[Point annotation dataset lines]

— Start —

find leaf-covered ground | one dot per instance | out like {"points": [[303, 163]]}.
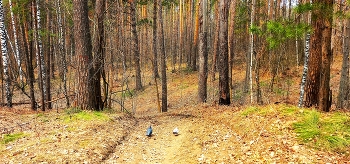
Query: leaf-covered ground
{"points": [[208, 134]]}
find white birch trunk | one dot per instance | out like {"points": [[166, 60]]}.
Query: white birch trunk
{"points": [[306, 62], [17, 55], [5, 59], [251, 52]]}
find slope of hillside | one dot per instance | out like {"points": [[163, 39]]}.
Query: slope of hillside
{"points": [[208, 133]]}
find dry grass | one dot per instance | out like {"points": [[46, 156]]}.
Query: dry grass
{"points": [[208, 133]]}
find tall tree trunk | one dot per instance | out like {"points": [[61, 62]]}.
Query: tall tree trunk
{"points": [[224, 90], [325, 95], [98, 51], [17, 54], [305, 70], [216, 42], [195, 38], [62, 53], [5, 58], [39, 53], [48, 56], [252, 18], [136, 49], [162, 60], [155, 49], [344, 86], [29, 58], [83, 51], [181, 39], [314, 70], [203, 53]]}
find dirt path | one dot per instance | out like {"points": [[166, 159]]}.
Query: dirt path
{"points": [[162, 147]]}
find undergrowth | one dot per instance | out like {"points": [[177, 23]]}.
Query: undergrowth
{"points": [[324, 131], [11, 137], [329, 131], [77, 114]]}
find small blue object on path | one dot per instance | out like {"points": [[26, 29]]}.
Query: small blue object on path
{"points": [[149, 131]]}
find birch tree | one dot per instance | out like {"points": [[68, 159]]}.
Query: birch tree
{"points": [[5, 57]]}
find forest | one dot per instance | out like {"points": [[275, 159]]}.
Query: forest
{"points": [[246, 81]]}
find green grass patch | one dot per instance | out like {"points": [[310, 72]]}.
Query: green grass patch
{"points": [[11, 137], [329, 131]]}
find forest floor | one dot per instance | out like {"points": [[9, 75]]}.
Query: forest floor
{"points": [[208, 133]]}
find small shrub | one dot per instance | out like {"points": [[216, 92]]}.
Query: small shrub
{"points": [[330, 132]]}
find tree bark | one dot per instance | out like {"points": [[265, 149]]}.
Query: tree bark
{"points": [[62, 53], [83, 51], [325, 95], [99, 54], [224, 90], [305, 70], [39, 53], [344, 88], [203, 53], [138, 83], [216, 42], [5, 58], [314, 71], [48, 56], [155, 48], [163, 60], [17, 54]]}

— End —

Exercise: Copy out, word for word, the lines starting at the one that contains "find green grass" and running through the last line, including both.

Final result:
find green grass patch | one dot per instance | out like {"points": [[310, 72]]}.
Query: green grass patch
{"points": [[11, 137], [329, 131]]}
find forest floor | one dot per instance | out like {"points": [[9, 75]]}.
Query: forest floor
{"points": [[208, 133]]}
find small shrub | one dot per instance | out like {"points": [[216, 92]]}.
Query: small shrub
{"points": [[330, 132]]}
find tree bark | one dot per instance | out like {"points": [[265, 149]]}.
Query: tree bark
{"points": [[62, 53], [83, 51], [325, 95], [99, 54], [224, 90], [305, 70], [39, 53], [344, 88], [203, 53], [138, 83], [216, 42], [5, 58], [314, 71], [48, 56], [155, 48], [163, 60], [17, 54]]}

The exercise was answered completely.